Filter by the string "bounding": return the lines of the material that contain it.

[[ Supplied records open ]]

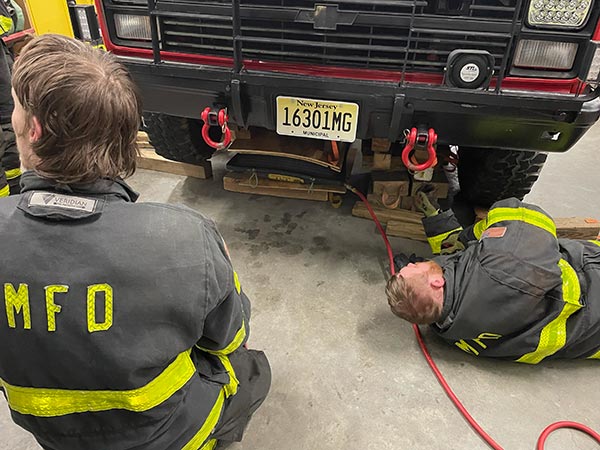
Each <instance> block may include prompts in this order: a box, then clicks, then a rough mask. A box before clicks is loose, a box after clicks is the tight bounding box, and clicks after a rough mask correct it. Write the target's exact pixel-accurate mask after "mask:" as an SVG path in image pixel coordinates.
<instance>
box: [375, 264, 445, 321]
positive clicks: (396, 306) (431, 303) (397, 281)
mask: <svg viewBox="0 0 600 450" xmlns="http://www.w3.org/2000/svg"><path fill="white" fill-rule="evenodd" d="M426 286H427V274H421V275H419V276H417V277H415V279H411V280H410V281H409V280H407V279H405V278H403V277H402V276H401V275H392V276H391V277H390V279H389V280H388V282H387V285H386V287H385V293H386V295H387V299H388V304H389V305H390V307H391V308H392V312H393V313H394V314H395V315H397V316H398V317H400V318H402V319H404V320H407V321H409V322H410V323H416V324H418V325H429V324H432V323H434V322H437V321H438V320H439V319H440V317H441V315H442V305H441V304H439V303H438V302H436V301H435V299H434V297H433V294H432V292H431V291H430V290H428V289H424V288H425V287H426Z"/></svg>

[[ Supplied records closed ]]
[[ Supplied records open ]]

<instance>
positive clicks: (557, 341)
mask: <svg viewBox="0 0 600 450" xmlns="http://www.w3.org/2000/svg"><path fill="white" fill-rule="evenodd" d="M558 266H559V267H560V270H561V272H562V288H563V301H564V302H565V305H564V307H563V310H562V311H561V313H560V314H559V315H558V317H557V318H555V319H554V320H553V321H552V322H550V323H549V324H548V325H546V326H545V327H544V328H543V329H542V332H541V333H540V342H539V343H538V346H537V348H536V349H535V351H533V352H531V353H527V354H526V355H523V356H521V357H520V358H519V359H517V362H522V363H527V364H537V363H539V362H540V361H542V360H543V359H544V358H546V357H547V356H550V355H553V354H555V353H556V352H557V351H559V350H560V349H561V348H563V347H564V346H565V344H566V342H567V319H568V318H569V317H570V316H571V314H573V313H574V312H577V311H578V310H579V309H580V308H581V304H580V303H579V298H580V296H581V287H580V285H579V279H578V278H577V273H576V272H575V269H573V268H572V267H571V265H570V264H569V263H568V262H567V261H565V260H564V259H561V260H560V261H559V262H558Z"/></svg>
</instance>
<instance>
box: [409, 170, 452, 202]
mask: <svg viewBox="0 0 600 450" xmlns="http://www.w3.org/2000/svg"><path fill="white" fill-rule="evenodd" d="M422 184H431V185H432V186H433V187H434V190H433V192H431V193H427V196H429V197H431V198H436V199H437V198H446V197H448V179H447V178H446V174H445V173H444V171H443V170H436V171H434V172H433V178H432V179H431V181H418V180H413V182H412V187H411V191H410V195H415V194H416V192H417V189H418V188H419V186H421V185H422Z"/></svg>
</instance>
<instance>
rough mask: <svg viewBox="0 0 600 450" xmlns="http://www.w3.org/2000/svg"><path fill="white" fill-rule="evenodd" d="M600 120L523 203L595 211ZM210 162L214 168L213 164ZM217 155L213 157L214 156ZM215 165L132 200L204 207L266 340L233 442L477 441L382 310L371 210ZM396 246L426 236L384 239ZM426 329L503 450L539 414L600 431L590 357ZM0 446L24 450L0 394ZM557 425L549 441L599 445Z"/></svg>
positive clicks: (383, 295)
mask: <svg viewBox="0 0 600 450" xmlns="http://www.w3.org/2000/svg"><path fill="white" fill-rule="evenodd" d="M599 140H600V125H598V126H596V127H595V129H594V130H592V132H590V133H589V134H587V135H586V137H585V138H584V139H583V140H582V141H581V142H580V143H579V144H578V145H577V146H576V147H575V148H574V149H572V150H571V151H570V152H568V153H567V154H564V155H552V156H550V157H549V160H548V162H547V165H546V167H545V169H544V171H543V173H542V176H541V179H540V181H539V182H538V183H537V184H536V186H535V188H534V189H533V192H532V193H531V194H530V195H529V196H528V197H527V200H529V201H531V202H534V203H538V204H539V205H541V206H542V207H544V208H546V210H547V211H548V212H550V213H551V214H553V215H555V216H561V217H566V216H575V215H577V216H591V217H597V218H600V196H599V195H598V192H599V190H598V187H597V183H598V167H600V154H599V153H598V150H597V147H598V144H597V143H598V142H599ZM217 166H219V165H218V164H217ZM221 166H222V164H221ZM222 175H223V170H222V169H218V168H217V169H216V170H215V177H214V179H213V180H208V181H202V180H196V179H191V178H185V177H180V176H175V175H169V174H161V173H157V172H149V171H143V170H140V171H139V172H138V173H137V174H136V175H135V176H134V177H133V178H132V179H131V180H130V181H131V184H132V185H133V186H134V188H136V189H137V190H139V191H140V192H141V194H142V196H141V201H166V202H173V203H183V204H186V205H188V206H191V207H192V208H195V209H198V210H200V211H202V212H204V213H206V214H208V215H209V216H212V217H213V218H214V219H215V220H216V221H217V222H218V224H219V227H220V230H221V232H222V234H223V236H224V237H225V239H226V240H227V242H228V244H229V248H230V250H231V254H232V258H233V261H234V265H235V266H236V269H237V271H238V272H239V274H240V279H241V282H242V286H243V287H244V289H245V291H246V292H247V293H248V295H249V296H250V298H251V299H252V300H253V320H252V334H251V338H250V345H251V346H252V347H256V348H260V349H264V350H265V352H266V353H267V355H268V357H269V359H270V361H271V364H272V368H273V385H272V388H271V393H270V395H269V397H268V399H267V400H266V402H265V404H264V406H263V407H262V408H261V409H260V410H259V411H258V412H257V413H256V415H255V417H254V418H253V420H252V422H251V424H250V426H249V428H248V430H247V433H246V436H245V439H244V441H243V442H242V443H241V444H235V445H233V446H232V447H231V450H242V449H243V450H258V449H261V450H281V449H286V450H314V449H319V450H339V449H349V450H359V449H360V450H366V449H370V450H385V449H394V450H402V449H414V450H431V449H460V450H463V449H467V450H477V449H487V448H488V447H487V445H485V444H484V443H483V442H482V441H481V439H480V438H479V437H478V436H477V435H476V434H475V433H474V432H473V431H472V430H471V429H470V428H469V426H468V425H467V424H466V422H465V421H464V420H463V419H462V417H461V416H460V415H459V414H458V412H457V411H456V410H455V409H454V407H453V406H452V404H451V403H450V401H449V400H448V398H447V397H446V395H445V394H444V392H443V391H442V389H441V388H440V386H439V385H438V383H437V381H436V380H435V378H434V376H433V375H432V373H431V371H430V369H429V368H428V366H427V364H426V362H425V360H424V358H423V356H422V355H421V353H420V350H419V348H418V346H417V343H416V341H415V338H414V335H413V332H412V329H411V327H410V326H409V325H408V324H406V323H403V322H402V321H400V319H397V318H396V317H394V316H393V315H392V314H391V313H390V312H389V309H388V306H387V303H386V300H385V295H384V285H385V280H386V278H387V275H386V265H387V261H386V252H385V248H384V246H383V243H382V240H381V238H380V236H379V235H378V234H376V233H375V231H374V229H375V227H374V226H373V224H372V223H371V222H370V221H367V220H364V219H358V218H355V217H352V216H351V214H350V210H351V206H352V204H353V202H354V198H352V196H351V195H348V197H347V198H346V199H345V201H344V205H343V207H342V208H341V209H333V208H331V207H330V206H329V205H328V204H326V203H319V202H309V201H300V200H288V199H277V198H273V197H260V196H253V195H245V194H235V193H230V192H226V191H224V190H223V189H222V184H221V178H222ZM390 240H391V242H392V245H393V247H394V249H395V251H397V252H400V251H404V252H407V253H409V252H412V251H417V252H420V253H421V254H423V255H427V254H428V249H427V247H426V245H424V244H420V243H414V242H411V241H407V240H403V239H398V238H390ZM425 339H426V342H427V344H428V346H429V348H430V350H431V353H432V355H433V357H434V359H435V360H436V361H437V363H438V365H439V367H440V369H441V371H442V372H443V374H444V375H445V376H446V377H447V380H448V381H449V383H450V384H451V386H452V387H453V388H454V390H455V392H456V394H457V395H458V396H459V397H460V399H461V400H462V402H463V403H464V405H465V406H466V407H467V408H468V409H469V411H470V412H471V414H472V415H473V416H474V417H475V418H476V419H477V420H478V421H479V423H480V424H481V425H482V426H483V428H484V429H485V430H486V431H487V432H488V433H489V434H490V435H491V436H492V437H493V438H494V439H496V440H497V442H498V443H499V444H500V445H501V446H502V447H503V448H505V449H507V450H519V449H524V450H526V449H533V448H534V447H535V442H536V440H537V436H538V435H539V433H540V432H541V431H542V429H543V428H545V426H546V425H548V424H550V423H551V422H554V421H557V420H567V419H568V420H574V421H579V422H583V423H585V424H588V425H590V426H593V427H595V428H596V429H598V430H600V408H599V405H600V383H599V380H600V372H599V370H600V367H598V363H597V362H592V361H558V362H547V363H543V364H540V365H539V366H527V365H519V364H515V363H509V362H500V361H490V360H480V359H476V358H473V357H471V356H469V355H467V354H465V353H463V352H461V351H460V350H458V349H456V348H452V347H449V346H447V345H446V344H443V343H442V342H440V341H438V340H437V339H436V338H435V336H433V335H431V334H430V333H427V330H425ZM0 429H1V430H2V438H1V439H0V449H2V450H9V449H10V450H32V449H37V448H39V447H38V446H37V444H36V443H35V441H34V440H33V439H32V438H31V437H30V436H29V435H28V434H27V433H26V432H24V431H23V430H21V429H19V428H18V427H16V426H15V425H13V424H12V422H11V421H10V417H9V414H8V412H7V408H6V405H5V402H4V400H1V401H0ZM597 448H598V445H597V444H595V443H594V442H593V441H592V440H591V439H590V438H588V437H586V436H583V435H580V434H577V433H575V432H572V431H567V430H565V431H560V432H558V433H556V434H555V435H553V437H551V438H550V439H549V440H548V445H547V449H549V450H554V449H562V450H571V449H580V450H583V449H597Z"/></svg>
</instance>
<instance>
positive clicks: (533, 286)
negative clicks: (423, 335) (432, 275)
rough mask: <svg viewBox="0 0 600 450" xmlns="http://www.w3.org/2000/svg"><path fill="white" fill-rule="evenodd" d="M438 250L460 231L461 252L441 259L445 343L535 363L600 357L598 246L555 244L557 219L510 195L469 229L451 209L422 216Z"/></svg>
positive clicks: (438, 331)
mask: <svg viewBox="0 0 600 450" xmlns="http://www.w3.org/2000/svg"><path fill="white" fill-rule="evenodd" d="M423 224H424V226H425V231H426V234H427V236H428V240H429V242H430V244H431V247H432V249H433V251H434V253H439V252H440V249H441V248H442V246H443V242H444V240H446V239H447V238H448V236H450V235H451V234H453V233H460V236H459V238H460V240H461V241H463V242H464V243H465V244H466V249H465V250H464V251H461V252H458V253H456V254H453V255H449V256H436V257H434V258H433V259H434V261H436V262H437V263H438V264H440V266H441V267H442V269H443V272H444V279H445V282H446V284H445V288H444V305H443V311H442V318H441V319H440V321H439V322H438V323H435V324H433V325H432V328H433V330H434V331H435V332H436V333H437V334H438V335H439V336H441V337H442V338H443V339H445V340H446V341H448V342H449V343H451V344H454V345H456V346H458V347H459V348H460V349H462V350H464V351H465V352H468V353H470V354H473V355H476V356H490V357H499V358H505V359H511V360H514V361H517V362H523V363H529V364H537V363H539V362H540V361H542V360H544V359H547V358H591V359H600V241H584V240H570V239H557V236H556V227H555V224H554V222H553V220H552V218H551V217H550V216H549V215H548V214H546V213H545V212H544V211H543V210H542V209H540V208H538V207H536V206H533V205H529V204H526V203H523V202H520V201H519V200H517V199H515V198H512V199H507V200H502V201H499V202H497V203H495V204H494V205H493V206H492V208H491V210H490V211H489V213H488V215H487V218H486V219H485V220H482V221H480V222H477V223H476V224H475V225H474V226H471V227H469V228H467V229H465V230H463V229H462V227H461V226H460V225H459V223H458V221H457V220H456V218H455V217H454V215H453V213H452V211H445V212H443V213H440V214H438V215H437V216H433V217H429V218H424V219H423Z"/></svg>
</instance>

[[ Supplied records closed ]]
[[ Supplied records open ]]

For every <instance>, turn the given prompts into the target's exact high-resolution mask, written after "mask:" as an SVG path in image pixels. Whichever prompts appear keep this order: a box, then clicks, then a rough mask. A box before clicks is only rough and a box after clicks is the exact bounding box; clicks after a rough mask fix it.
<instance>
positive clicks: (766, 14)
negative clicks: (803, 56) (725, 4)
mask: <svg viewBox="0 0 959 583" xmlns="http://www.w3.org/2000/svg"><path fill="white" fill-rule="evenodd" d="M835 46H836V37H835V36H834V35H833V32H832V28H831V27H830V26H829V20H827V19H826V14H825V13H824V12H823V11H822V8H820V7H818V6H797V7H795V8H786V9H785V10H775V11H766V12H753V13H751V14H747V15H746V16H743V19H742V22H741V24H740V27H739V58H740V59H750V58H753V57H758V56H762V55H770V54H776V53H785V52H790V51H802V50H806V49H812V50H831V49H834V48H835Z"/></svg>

[[ Supplied records closed ]]

## Response for this exercise
Each <instance> block may include prompts in this order: a box, then clicks, then a rough mask. A box before clicks is loose, a box after clicks is the tight bounding box, and clicks after a rough mask correct it. Write the target's exact pixel-accurate mask after "mask:" as an SVG path in image pixel coordinates.
For every <instance>, turn the given prompts into the target's exact high-resolution mask, written after "mask:" as an SVG path in image pixels. Whichever prompts appear keep this order: a box, then clicks, then a rough mask. A box before clicks is only rough and a box after clicks is the exact bounding box; clicks after a rough mask fix it.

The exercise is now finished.